▶ _Directive_: Return the lines below word for word, beginning with the line that contains "Flashcard Front: What region of the image contains the fog" and running through the line that contains "0,18,151,36", with both of those lines included.

▶ _Provided records_:
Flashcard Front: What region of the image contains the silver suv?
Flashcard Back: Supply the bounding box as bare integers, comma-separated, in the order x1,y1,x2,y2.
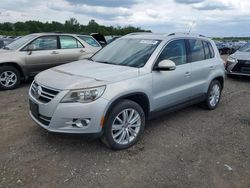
29,34,225,149
0,33,101,90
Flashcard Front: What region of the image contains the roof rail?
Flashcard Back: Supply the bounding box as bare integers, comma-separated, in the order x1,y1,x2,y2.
127,31,152,36
168,32,205,37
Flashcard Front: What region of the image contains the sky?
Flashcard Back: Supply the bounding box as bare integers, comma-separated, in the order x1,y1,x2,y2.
0,0,250,37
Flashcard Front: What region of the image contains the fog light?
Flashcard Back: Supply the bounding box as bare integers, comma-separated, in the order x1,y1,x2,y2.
72,119,90,128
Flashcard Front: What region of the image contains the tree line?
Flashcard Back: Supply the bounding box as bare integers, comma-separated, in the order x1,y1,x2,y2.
0,18,151,36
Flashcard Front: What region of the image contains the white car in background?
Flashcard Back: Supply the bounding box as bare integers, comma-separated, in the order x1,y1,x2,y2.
0,33,102,90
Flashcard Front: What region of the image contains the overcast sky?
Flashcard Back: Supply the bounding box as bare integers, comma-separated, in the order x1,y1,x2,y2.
0,0,250,37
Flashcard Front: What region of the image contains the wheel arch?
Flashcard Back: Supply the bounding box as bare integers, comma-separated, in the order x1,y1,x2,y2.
104,92,150,121
212,76,224,89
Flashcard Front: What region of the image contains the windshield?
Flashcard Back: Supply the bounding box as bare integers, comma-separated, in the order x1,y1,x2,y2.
91,38,160,67
78,35,100,47
239,42,250,52
5,35,36,50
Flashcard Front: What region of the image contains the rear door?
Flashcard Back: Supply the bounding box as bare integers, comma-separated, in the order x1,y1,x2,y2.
187,39,216,97
59,35,88,64
152,39,191,110
25,35,60,75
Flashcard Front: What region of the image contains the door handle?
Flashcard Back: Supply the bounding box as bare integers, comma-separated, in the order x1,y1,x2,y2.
209,66,214,70
51,51,59,54
185,72,191,77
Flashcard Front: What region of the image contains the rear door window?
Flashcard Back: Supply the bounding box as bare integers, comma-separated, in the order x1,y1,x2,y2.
31,36,57,50
157,39,187,65
188,39,206,62
78,35,100,47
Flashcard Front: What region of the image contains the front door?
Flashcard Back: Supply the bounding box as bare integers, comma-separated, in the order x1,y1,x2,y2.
26,36,60,76
152,39,191,110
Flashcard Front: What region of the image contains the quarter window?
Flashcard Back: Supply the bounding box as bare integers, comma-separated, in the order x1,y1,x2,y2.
157,39,187,65
188,39,205,62
208,42,214,58
203,41,211,59
78,35,100,47
59,36,83,49
31,36,57,50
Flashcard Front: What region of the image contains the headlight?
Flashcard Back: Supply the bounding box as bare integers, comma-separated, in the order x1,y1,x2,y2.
61,86,106,103
227,56,237,63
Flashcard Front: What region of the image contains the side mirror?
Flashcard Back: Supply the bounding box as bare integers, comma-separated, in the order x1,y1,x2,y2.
27,44,35,55
155,59,176,71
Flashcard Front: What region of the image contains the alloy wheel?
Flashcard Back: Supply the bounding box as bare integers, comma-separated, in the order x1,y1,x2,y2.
111,108,141,145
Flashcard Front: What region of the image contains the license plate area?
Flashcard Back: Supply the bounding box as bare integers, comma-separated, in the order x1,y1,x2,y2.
29,100,39,119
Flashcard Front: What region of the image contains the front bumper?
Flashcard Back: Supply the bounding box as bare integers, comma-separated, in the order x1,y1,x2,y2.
29,84,109,134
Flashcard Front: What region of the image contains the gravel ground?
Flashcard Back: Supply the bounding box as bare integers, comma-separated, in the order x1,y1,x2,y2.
0,61,250,188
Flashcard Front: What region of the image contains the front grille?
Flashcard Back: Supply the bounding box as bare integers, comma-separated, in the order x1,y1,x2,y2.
31,82,60,103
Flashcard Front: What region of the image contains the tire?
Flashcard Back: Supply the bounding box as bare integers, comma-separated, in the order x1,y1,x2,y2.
101,100,146,150
0,66,21,90
201,80,222,110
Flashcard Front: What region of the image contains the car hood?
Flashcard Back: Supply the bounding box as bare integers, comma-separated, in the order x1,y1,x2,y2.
231,51,250,60
35,60,139,90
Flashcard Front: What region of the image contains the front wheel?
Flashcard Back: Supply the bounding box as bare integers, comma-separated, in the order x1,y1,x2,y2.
0,66,21,90
102,100,145,150
204,80,222,110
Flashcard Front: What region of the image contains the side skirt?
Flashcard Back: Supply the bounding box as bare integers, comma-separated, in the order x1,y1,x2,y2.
148,93,206,120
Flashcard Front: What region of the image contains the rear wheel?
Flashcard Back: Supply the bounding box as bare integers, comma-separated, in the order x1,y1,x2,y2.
0,66,21,90
202,80,222,110
102,100,145,150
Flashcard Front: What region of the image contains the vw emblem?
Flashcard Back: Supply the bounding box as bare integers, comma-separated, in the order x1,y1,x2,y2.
34,86,42,99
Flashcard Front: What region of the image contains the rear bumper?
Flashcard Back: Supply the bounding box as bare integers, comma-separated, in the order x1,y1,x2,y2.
226,60,250,76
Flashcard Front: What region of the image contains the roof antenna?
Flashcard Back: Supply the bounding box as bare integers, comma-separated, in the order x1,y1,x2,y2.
188,21,195,34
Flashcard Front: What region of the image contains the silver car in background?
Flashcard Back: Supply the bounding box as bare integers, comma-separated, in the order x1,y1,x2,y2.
0,33,101,89
29,33,225,149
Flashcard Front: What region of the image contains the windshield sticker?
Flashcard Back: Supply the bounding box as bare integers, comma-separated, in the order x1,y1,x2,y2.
140,40,158,45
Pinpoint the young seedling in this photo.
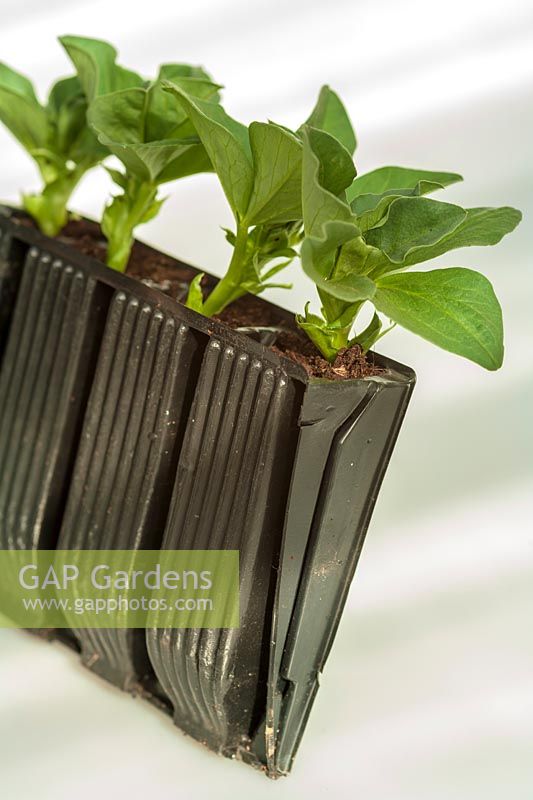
[0,64,107,236]
[297,126,521,370]
[61,37,220,271]
[163,81,355,316]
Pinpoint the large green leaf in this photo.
[372,267,503,370]
[46,76,107,167]
[347,167,463,202]
[163,81,254,219]
[59,36,144,102]
[145,64,221,142]
[245,122,302,225]
[0,63,49,153]
[365,197,466,264]
[88,78,218,183]
[302,128,358,234]
[299,86,357,155]
[380,206,522,272]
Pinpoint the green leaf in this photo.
[373,267,503,370]
[144,69,221,142]
[46,76,108,170]
[88,82,211,183]
[350,313,382,353]
[306,128,356,200]
[300,221,376,303]
[347,167,463,203]
[365,197,466,264]
[163,81,254,220]
[302,128,359,236]
[59,36,144,102]
[245,122,302,225]
[0,63,49,154]
[185,272,204,314]
[299,86,357,155]
[376,206,522,274]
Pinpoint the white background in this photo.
[0,0,533,800]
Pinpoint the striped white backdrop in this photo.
[0,0,533,800]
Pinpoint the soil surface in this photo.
[14,217,383,381]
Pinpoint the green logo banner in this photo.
[0,550,239,629]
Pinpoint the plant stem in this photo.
[22,169,85,236]
[102,182,157,272]
[204,222,248,317]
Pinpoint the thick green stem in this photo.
[22,169,85,236]
[102,183,157,272]
[204,223,248,317]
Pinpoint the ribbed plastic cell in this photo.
[0,209,415,777]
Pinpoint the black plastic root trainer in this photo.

▶ _Reply to the task_:
Flashcard Front: What region of the image contains the fog light?
Flashcard Back: Supply the bounding box as bare integers, comma-separated, in the order x1,y1,x2,y2.
72,119,90,128
Flashcard Front: What region of the image contains the tree line?
Flashcard Back: Supply the bounding box as bare integers, comma-separated, in the order x1,y1,x2,y2.
0,18,151,36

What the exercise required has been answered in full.